=== Description of the task ===
Note each line of the entries that includes "Detector". Then copy those lines.

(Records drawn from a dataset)
--

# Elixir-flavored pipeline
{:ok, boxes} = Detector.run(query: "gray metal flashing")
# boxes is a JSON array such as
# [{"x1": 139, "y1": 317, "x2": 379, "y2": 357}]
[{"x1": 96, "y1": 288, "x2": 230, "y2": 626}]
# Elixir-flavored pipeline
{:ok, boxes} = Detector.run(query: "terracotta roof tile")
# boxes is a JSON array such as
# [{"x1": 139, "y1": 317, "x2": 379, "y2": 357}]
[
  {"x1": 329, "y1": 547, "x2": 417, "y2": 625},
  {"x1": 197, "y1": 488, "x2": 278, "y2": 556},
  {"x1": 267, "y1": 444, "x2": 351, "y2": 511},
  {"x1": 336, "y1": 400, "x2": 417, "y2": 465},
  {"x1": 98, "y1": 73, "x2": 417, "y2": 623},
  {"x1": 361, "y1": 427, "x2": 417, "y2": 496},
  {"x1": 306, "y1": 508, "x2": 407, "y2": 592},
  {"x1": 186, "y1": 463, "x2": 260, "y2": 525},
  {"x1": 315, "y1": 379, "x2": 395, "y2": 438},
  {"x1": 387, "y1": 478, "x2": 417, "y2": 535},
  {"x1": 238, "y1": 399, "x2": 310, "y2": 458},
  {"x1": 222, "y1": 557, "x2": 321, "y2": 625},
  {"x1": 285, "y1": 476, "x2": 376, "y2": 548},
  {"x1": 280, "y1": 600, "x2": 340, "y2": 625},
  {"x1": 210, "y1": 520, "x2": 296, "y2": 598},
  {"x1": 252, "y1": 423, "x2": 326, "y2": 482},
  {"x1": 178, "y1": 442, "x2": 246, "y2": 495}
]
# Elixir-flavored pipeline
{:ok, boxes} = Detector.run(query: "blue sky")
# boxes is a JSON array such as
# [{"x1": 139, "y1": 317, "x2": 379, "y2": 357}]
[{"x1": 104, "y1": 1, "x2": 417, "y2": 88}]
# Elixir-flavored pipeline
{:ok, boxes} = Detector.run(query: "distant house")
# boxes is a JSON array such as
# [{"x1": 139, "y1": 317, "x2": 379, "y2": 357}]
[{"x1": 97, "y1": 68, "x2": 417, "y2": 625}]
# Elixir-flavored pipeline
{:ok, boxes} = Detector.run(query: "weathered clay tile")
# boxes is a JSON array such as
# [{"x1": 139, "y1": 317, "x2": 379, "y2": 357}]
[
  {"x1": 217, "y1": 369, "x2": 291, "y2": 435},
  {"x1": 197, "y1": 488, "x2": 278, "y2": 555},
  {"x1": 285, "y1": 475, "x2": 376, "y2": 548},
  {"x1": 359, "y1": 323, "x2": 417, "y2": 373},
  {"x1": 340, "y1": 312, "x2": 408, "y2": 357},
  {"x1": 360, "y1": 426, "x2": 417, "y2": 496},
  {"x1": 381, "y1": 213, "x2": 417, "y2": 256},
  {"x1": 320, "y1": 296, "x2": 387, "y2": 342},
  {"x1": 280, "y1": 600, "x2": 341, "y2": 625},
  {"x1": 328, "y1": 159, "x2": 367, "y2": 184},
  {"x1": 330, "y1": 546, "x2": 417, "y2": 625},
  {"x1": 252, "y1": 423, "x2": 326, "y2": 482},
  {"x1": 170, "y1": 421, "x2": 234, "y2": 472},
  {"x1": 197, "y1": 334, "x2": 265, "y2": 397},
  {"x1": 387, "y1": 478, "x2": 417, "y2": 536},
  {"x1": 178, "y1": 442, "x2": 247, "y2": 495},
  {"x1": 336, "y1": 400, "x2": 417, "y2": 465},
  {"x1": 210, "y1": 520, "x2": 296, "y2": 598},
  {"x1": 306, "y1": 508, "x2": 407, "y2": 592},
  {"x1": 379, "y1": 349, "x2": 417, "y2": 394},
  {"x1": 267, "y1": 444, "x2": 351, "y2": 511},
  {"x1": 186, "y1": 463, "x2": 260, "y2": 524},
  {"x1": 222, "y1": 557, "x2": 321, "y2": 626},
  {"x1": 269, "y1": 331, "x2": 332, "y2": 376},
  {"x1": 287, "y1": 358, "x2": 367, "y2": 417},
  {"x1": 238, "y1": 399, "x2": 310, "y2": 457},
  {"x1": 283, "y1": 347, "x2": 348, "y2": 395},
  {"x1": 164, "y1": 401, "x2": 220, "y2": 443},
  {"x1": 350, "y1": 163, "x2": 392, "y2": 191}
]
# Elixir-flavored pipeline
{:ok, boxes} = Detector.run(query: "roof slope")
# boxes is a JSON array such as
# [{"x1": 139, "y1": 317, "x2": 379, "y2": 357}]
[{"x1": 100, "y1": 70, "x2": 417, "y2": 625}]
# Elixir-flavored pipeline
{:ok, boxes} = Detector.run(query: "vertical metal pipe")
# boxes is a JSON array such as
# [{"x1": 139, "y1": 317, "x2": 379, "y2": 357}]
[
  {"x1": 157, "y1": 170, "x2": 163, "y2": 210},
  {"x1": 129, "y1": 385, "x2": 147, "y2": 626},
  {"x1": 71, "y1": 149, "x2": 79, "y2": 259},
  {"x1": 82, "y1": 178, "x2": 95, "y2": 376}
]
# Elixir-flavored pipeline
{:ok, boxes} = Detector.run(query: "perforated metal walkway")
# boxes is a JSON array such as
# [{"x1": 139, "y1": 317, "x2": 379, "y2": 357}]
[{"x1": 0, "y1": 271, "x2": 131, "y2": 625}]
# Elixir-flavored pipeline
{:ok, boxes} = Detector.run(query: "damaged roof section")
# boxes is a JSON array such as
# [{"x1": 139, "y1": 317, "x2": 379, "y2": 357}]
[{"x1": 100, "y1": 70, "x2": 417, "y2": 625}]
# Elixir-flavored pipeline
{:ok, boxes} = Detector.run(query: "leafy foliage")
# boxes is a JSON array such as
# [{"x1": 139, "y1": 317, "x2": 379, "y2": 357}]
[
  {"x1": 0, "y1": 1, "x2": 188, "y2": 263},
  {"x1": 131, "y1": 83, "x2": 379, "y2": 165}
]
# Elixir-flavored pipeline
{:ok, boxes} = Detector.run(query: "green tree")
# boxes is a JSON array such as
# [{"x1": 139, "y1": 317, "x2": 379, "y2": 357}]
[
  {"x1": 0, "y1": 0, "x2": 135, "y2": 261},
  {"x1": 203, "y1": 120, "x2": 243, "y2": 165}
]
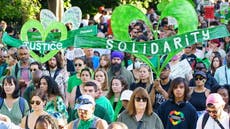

--

=== Response ===
{:ok, boxes} = Detector.run(query: "gray metal flashing")
{:ok, boxes} = Detector.run(query: "terracotta roof tile")
{:ok, boxes} = Detector.run(query: "blue sky")
{:ok, boxes} = Detector.run(query: "distant house")
{:ok, boxes} = Detector.run(query: "weathered clay tile")
{:ok, boxes} = Detector.run(query: "roof slope")
{:ok, boxes} = Detector.run(query: "vertical metal pipe")
{:ok, boxes} = Detector.run(query: "perforated metal walkway")
{:ok, boxes} = Detector.run(query: "damaged roof section")
{:ok, boxes} = Detector.run(query: "leafy foliage")
{:ok, boxes} = Detector.run(query: "green tree")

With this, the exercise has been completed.